▶ [What to work on]:
Count the lines in the listing below that contain the string "pencil", treating uppercase and lowercase as different, and reply with the number alone.

Data taken from a collection:
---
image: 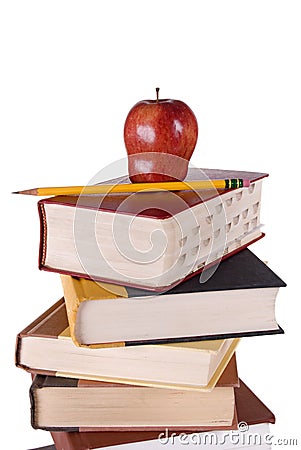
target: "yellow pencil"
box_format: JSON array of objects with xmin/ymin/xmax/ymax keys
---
[{"xmin": 13, "ymin": 178, "xmax": 250, "ymax": 196}]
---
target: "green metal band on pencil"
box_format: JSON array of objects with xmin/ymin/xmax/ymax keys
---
[{"xmin": 225, "ymin": 178, "xmax": 244, "ymax": 189}]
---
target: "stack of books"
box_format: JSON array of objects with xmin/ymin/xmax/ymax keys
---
[{"xmin": 16, "ymin": 169, "xmax": 285, "ymax": 450}]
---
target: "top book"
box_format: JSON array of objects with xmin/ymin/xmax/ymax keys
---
[{"xmin": 38, "ymin": 168, "xmax": 267, "ymax": 291}]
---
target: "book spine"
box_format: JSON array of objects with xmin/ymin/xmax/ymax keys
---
[{"xmin": 50, "ymin": 431, "xmax": 85, "ymax": 450}]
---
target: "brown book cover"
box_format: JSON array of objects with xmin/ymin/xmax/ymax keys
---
[
  {"xmin": 30, "ymin": 356, "xmax": 239, "ymax": 432},
  {"xmin": 38, "ymin": 168, "xmax": 267, "ymax": 292},
  {"xmin": 51, "ymin": 380, "xmax": 275, "ymax": 450}
]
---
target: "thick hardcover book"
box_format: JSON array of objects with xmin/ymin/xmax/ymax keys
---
[
  {"xmin": 61, "ymin": 249, "xmax": 285, "ymax": 347},
  {"xmin": 16, "ymin": 300, "xmax": 238, "ymax": 390},
  {"xmin": 30, "ymin": 358, "xmax": 236, "ymax": 431},
  {"xmin": 51, "ymin": 380, "xmax": 275, "ymax": 450},
  {"xmin": 30, "ymin": 445, "xmax": 56, "ymax": 450},
  {"xmin": 38, "ymin": 169, "xmax": 267, "ymax": 291}
]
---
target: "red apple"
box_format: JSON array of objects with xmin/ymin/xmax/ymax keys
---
[{"xmin": 124, "ymin": 88, "xmax": 198, "ymax": 183}]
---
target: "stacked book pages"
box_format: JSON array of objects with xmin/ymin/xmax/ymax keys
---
[{"xmin": 16, "ymin": 169, "xmax": 285, "ymax": 450}]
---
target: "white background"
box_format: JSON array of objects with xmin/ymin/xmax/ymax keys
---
[{"xmin": 0, "ymin": 0, "xmax": 301, "ymax": 450}]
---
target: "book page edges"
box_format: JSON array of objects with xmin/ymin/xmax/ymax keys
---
[{"xmin": 60, "ymin": 274, "xmax": 127, "ymax": 348}]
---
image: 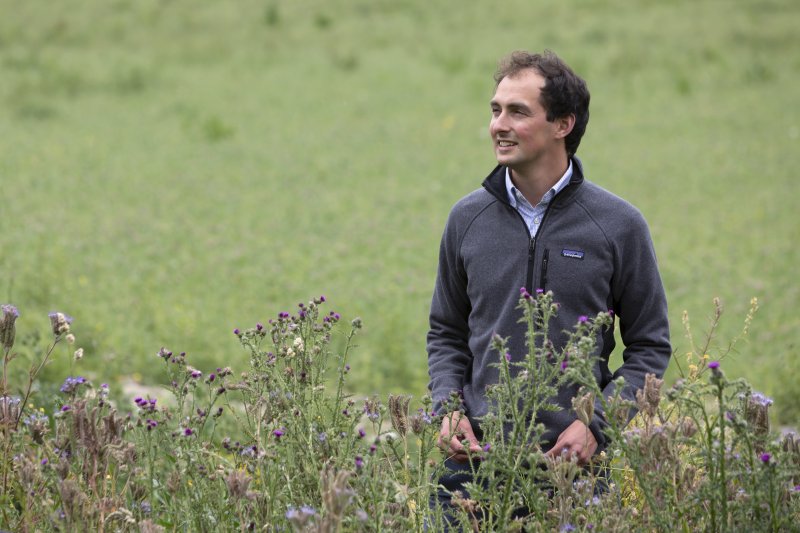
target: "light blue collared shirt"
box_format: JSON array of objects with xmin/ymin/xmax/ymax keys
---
[{"xmin": 506, "ymin": 160, "xmax": 572, "ymax": 237}]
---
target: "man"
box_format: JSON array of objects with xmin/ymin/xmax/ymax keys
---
[{"xmin": 428, "ymin": 52, "xmax": 671, "ymax": 508}]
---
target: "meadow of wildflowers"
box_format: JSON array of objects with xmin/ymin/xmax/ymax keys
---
[{"xmin": 0, "ymin": 293, "xmax": 800, "ymax": 532}]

▶ [Correct response]:
2